(Stored data)
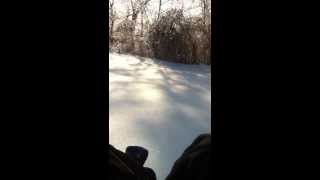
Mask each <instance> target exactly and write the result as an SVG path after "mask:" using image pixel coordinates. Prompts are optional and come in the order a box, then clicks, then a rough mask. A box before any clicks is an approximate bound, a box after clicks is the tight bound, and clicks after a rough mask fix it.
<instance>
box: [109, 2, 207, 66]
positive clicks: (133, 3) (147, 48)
mask: <svg viewBox="0 0 320 180" xmlns="http://www.w3.org/2000/svg"><path fill="white" fill-rule="evenodd" d="M150 1H151V0H130V1H129V5H130V6H128V7H127V12H126V14H125V15H124V16H122V17H120V15H118V10H117V9H116V8H115V6H114V5H115V4H114V3H115V2H116V1H114V0H109V50H110V51H115V52H118V53H129V54H135V55H139V56H145V57H155V58H158V59H163V60H168V61H174V62H179V63H186V64H198V63H202V64H212V58H211V32H212V29H211V1H210V0H198V4H199V6H198V7H197V8H199V9H201V10H200V13H199V14H198V15H192V16H186V12H187V11H188V10H190V9H185V8H183V7H180V8H177V7H172V8H170V9H167V10H165V11H163V10H162V9H161V7H162V3H163V2H162V1H161V0H158V3H159V4H158V7H159V8H158V10H157V15H156V16H155V18H153V19H152V21H149V19H148V17H147V16H148V9H147V7H148V3H150ZM153 3H154V1H153Z"/></svg>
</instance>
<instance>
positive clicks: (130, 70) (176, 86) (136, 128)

Requirement: All lines from the line holding "</instance>" through the end of the records above need to be transcribed exactly, and no other text should appear.

Expected answer:
</instance>
<instance>
positive clicks: (130, 70) (176, 86) (136, 128)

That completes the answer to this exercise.